→ **GIVEN TEXT**
Of course, if we ever need to reconstruct every detail of old info, we simply cheat, in the confabulation sense [2], possible with disastrous consequences [3]

[1] http://oss.oetiker.ch/rrdtool/

[2] http://www.spring.org.uk/2013/02/reconstructing-the-past-how...

[3] http://www.scientificamerican.com/article/do-the-eyes-have-i...


Without reading the article: of course. Evolution would not allow for much overcapacity.

However this will be done through lossy compression (you forget irrelevant shorter term stuff, you forget details, things get abstracted and generalized etc.)


Not that I disagree with your premise, but you can only use evolutionary arguments for populations in equilibrium. The human population has undergone so much recent evolution (I actually know of no non-domestic species that has changed more in the last 100,000 year) that you can't use evolutionary arguments like this. There may well be people alive that will never use all the capacity of their brain given their lifespan.


I suspect this is wrong, although I recognise your apparent authority in this field.

The human population has gone through more well-studied evolution than other populations; but, for example, novel species such as the London Underground mosquito are unlikely to be rare. You may claim that this is effectively a domestic species, but I claim that's just what we can easily study.

Human lifespans are not very much greater: chimpanzees live to be 60 years old, and they are 8,000,000-12,000,000 years of evolution away. The difference in average lifespan is primarily due to progress with infant mortality rate.

→ **BRIEF 1**
In the discussion of memory and evolution, how old do chimpanzees live to be?
→ **BRIEF 2**
How would you translate this sentence from the discussion of memory and evolution into Spanish: "Evolution would not allow for much overcapacity."
The rows below have no connection to the discussion above.

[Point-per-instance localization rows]
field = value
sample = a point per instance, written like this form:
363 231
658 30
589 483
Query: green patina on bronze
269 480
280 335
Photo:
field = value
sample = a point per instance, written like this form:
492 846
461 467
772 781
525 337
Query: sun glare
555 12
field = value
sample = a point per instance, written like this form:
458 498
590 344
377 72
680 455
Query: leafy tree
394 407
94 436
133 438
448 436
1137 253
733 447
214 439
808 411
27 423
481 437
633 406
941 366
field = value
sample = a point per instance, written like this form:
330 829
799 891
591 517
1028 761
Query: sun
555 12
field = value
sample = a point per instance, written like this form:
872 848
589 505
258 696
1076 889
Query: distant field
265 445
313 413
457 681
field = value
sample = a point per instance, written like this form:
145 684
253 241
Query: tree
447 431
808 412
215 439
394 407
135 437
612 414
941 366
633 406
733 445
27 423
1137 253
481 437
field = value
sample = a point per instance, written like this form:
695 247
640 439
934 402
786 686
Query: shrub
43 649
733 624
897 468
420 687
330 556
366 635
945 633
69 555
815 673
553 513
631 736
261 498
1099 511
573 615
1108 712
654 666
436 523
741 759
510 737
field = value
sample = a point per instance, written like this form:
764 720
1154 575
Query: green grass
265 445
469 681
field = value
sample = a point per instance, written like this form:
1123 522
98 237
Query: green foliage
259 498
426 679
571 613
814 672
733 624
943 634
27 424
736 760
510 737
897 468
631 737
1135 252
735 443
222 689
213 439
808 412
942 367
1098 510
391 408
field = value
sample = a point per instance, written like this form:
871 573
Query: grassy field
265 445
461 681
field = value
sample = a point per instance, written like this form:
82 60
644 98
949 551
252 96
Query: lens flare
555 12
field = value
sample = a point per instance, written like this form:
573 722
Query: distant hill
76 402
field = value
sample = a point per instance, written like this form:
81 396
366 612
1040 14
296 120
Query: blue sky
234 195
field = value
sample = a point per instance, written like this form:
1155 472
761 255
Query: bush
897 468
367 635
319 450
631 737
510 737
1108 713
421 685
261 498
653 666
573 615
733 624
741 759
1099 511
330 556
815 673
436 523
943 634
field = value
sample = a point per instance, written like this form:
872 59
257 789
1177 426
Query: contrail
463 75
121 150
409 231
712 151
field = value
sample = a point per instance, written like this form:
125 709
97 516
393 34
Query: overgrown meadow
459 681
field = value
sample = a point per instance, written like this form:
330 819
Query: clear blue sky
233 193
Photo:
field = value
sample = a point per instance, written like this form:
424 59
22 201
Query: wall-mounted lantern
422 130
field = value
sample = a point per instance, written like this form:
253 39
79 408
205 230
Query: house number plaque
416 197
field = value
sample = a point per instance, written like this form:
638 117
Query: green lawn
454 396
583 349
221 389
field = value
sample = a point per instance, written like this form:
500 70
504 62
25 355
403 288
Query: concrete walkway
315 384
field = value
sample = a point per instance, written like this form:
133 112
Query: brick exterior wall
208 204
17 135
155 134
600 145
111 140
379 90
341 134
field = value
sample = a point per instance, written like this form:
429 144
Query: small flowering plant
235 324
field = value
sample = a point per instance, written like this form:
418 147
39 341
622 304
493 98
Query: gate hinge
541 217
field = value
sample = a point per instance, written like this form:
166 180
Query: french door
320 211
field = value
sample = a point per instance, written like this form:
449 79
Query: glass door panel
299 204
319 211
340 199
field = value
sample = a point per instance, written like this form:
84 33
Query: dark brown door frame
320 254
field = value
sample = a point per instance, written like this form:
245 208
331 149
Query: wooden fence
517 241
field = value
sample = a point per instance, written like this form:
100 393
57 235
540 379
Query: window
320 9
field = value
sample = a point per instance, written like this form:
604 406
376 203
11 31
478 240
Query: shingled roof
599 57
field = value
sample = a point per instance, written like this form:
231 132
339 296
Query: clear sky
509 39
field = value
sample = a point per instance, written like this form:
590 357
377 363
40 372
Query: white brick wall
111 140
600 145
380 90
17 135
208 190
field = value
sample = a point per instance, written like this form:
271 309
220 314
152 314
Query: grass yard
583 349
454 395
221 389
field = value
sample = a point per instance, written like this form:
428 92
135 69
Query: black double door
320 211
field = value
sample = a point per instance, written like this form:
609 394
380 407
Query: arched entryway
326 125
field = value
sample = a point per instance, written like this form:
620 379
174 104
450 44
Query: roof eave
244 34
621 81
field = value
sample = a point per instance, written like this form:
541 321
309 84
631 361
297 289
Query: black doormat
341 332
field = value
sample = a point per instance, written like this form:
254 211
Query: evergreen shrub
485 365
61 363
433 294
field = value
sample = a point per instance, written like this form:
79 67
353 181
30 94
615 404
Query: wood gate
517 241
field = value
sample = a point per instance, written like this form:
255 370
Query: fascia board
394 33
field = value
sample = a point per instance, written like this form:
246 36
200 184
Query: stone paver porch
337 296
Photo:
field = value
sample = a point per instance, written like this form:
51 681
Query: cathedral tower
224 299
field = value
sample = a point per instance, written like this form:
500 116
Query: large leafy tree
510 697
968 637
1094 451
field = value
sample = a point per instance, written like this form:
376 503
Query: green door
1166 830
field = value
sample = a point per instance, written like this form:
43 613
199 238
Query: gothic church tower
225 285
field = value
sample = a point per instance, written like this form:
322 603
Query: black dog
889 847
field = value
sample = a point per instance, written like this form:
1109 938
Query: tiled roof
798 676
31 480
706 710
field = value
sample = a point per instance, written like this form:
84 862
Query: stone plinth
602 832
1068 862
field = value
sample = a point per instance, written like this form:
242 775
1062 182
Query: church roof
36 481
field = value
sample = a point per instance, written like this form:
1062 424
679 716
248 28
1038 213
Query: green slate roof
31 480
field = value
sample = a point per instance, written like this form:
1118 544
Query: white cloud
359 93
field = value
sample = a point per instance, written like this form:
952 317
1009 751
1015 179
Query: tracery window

→ **EXPECTED OUTPUT 1**
60 years old

→ **EXPECTED OUTPUT 2**
La evolución no permitiría mucha sobrecapacidad.